• _THE DATA_:
☆ ☆ ☆

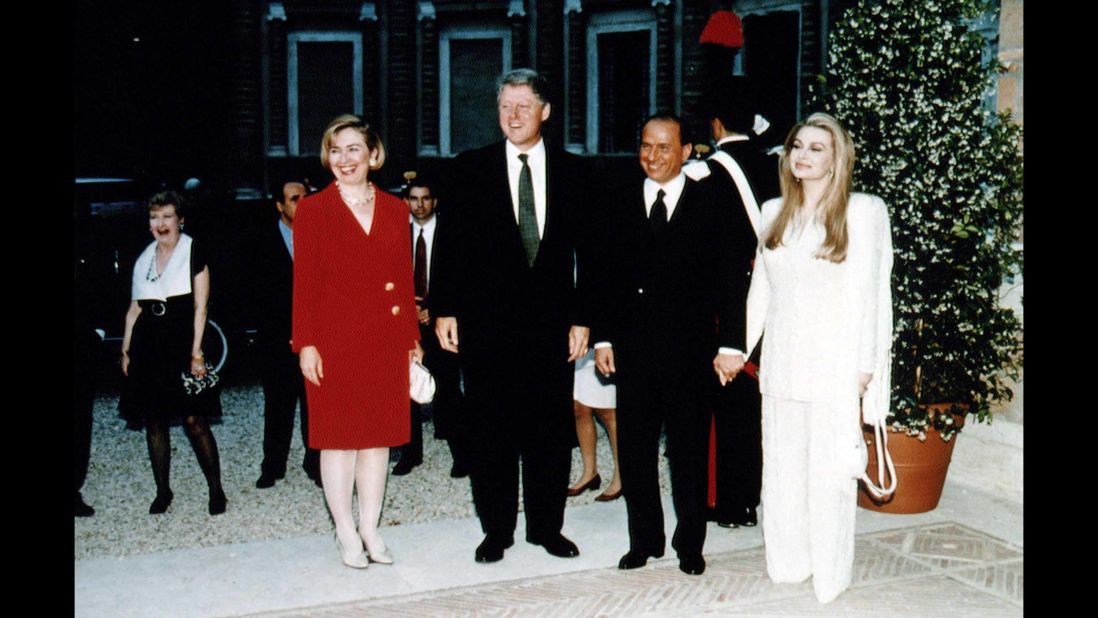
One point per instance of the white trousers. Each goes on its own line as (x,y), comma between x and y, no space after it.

☆ ☆ ☆

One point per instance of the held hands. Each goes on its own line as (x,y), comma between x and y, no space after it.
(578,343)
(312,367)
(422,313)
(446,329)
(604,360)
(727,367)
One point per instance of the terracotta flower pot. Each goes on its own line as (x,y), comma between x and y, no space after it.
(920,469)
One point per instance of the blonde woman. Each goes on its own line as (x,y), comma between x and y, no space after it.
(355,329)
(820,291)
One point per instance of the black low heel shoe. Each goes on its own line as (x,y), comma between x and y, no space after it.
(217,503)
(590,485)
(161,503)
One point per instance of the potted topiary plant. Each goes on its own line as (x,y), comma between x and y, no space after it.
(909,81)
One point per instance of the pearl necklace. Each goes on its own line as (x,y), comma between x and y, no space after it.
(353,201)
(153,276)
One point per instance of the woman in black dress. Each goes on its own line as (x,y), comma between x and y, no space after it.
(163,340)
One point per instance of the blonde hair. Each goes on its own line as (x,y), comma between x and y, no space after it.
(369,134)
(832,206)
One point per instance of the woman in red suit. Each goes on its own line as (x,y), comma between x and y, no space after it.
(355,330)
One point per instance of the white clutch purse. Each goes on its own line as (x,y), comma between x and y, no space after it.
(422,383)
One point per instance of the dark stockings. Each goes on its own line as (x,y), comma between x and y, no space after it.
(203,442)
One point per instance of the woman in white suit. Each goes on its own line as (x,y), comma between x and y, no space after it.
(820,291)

☆ ☆ ☆

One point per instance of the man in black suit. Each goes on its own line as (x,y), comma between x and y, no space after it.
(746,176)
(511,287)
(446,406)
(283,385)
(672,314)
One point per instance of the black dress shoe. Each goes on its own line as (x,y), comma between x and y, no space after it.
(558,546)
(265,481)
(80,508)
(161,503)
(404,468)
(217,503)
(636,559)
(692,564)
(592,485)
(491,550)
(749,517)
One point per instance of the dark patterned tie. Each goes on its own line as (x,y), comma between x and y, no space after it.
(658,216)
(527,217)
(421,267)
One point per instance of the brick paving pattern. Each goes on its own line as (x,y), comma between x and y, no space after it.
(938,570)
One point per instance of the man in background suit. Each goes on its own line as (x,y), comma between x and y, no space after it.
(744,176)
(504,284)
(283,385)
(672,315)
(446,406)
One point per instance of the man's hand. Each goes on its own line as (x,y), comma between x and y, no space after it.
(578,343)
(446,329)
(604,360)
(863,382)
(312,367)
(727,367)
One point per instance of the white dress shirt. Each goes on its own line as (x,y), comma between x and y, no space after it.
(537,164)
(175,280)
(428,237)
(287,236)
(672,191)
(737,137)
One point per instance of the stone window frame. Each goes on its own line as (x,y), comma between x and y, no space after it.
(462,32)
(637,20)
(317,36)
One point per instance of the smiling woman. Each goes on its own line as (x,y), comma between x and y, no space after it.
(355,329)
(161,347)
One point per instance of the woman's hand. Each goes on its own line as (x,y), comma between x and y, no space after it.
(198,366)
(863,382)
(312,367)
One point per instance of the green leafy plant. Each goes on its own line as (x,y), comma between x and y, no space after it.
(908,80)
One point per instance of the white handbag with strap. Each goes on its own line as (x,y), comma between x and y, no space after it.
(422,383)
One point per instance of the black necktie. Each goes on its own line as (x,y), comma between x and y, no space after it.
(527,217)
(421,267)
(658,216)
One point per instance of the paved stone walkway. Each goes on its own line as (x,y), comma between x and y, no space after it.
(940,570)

☆ ☆ ☆

• _YOUR GOAL_: Pull out every line in the rows above that contains the word "shoe", copying each line whole.

• _FULL OUTPUT_:
One point per instance of the black low heel shoe. Each goes on its own line as (x,y), comma between x and y, no space after it.
One point per instance of the black dress shoe. Each goes on its own line as (x,y), comma between x and y, no space after it.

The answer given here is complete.